== Reading text ==
Bessler published, in 1717, a pamphlet (in German and Latin) titled Perpetuum Mobile Triumphans by Orffyreus. In it he complains about his critics and opponents: those in the scientific world, persons in high authority, the public in general, and the press. At this time he enjoyed the favor of the Prince of Hessen-Kassel, who provided him lodging and other support. Bessler claimed he had succeeded in making "a dead material not only move itself, but lift weights and perform work", and he declared that "even the most profound mathematicians and the most learned people have continually fallen into error" in their appraisals of his invention. There's some truth in that.
Of the 300 machines Bessler said he constructed, four were publicly demonstrated and observers gave detailed accounts of them. Some values in the following table should be treated as approximate, for different accounts give slightly differing numbers. Some accounts give the dimensions in Flemish ells (27 in), some in Leipzeg ells (22.3 in), some in Rhenish feet (31.4 cm) and some in inches and feet, and who knows what some of the translators did when converting measurements. The ell was a unit usually used for measuring cloth, and there were also English els and Scottish ells, all different. We need not fuss about these matters here, for the only purpose of this table is to give a general impression of the size of the machines.

== Entries ==
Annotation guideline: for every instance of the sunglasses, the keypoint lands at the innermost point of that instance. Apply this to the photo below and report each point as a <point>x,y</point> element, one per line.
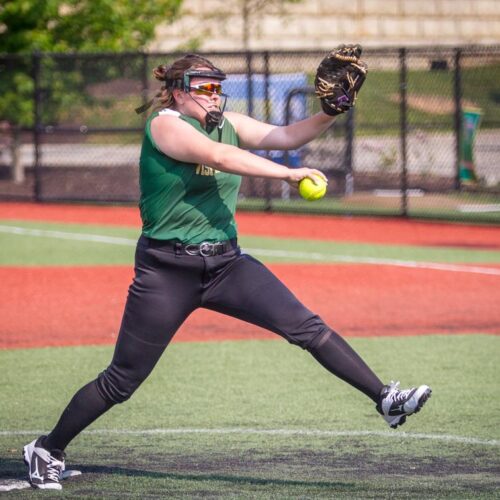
<point>206,89</point>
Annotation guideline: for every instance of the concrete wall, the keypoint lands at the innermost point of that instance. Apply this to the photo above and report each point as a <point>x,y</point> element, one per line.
<point>322,24</point>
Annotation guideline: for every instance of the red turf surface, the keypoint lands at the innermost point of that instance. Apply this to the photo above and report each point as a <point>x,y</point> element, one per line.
<point>83,305</point>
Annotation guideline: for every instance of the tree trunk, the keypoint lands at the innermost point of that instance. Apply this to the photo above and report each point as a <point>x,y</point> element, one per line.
<point>17,172</point>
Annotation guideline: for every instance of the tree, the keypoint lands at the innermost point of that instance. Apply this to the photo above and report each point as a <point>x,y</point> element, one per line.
<point>64,26</point>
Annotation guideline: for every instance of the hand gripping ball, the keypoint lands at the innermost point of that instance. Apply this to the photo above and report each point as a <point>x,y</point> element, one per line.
<point>311,191</point>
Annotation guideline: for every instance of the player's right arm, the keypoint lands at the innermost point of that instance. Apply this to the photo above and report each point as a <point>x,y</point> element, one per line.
<point>181,141</point>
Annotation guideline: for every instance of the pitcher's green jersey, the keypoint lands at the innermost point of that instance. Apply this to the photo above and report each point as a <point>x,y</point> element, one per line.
<point>182,201</point>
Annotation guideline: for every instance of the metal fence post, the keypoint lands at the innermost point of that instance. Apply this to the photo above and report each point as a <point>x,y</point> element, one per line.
<point>348,159</point>
<point>457,90</point>
<point>267,114</point>
<point>403,85</point>
<point>37,59</point>
<point>145,84</point>
<point>249,84</point>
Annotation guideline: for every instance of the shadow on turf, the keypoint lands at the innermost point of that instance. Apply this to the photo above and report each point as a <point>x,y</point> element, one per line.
<point>12,469</point>
<point>102,469</point>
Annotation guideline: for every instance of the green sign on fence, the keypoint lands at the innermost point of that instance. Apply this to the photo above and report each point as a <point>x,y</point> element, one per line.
<point>470,124</point>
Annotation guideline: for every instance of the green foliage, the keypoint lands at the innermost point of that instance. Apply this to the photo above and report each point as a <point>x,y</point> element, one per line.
<point>81,25</point>
<point>58,26</point>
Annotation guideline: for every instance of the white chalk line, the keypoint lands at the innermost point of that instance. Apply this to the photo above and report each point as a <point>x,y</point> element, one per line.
<point>13,484</point>
<point>290,254</point>
<point>273,432</point>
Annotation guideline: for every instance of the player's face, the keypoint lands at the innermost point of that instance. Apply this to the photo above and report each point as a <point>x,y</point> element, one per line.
<point>206,91</point>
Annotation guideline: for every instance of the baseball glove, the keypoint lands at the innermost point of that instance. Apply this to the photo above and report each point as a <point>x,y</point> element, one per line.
<point>339,78</point>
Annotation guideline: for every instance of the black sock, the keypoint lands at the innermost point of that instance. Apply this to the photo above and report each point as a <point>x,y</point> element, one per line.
<point>85,407</point>
<point>338,357</point>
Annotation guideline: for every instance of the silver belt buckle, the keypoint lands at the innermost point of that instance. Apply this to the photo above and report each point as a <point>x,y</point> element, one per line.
<point>207,249</point>
<point>192,249</point>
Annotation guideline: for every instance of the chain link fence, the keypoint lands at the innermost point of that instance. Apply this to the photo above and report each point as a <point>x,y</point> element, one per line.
<point>423,140</point>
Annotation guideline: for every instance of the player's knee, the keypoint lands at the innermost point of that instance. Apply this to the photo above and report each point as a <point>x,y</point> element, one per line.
<point>310,333</point>
<point>117,386</point>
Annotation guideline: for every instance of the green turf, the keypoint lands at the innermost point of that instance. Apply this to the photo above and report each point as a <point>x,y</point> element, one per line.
<point>267,385</point>
<point>51,249</point>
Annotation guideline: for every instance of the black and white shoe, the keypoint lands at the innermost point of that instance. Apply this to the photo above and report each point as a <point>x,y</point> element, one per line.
<point>395,404</point>
<point>45,470</point>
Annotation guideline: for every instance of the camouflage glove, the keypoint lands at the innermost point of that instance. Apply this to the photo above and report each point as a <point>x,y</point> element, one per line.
<point>339,78</point>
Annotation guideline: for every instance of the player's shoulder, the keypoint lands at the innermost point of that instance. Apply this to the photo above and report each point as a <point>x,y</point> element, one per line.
<point>168,112</point>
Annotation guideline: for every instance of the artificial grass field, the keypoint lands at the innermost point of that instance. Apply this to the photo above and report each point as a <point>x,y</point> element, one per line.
<point>256,419</point>
<point>261,419</point>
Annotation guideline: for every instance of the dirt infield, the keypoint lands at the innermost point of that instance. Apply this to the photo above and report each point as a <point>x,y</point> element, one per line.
<point>51,306</point>
<point>362,229</point>
<point>83,305</point>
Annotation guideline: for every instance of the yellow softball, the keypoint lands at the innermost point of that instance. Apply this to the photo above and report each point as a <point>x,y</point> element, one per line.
<point>311,191</point>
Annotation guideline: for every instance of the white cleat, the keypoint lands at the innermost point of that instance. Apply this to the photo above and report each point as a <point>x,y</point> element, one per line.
<point>395,404</point>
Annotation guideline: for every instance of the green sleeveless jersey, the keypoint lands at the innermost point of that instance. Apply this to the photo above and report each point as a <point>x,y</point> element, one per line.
<point>186,202</point>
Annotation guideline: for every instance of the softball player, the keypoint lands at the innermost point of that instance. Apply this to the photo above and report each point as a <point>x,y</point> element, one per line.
<point>192,160</point>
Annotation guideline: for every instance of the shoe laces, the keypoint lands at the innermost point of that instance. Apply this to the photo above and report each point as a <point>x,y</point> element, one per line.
<point>54,469</point>
<point>395,394</point>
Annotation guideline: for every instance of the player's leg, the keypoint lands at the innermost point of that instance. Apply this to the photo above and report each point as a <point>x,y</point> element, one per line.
<point>164,292</point>
<point>249,291</point>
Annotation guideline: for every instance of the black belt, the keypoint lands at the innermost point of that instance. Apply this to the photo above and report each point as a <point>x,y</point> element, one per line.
<point>205,248</point>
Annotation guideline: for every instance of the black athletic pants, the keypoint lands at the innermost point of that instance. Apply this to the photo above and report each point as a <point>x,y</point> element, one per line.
<point>169,285</point>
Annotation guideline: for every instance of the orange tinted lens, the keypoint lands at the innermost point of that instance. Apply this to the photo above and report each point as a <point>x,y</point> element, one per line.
<point>207,88</point>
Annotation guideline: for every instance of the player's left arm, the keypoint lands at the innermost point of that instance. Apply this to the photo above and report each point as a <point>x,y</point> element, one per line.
<point>255,134</point>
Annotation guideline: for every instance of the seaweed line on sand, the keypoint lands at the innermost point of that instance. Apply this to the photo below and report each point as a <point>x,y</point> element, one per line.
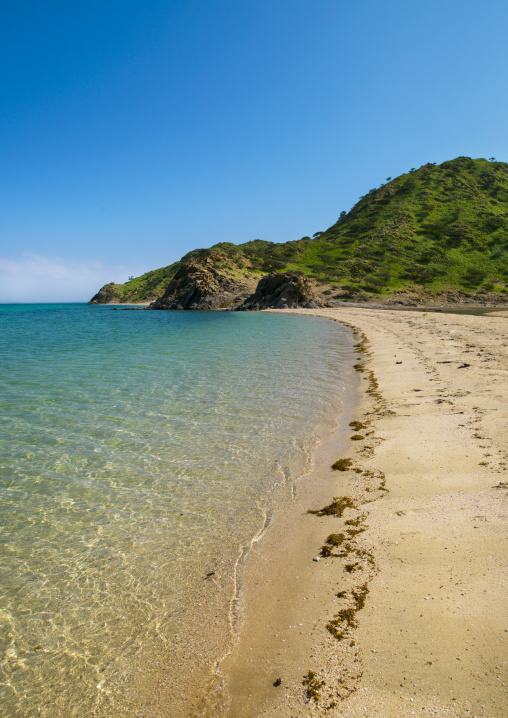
<point>348,543</point>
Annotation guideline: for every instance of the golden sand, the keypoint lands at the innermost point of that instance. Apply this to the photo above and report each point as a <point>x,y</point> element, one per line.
<point>408,613</point>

== Task goal ==
Write the next part of the passage about Bessler's perpetual motion machines, carrying on right after its last sentence.

== Final result ==
In 1717 Bessler built his largest wheel, which the Landgrave of Hessen permitted to be constructed and set running in a closed and locked room, secured with the Landgrave's seal on Nov 12, 1717. On Nov 26, the room was opened and the wheel found still running. The room was closed again, and not reopened until Jan 4, 1718, when the wheel was found to be still running, apparently at the same speed it had when started in November. Many came to observe this machine with admiration and wonder. Bessler describes this wheel as follows:
I put all in fresh order, and began work in all possible haste, doing everything in the manner of those I had already made and destroyed, with only a few changes in the dimensions of the so-named turning-wheel. For as a grindstone may be called a wheel, so may the principal part of my machine be named. The outward part of this wheel is drawn over or covered with waxed linen in the form of a drum. This cylindrical basis was 12 Rhenish feet in diameter, the thickness from 15 to 18 inches, the middle axle 6 feet long and 8 inches in thickness. It is supported in its movement on two pointed steel balance-pegs, each 1 inch thick; and the wheel is vertically suspended. The movement is modified by two pendulums, as shown in the engraving at the end of this book. The inward structure of the wheel is of a nature according to the laws of mechanical perpetual motion, so arranged that by disposed weights once in rotation they gain force from their own swinging, and must continue their movement as long as their structure does not lose its position and arrangement. Unlike all other automata, such as clocks or springs or other hanging weights which require winding up or whose duration depends on the chain which attaches them, on the contrary, these weights are the essential parts and constitute perpetuum mobile itself; as from them is retreived the universal movement which they must exercise so long as they remain out of the center of gravity; and when they come to be placed together, and so arranged one against another that they can never obtain equilibrium, or the punctum quietus which they unceasingly seek in their wonderous speedy flight, one or other of them must apply its weight vertically to the axis, which in its turn will also move.
In this passage Bessler tells us that:
Bessler had a reputation as a very skilled clockmaker, and such a large wheel can sustain flywheel motion for a very long time. Clocks could be made to run a year without winding. Some speculated that the wheel had many compartments around its perimeter, each with a shifting weight inside. Some even thought there might be an animal or small person inside, but I think that speculation can be dismissed.
Apparently only one other person had the privilege of seeing part of the interior of the wheel, Bessler's patron, Karl, the Landgrave of Hesse-Kassel, and he was sworn to secrecy. But did he see everything inside, or only what Bessler wanted him to see? It is not at all clear whether Karl saw all compartments open at the same time. Did he look at what might be hidden behind the obvious mechanical details, into the back panel of the wheel itself, or inside the six-inch diameter axle? Consider magicians' stage illusions in which people and even animals can be hidden by clever design of a cabinet or other stage apparatus, and by the simple strategy of opening different parts of a box at different times.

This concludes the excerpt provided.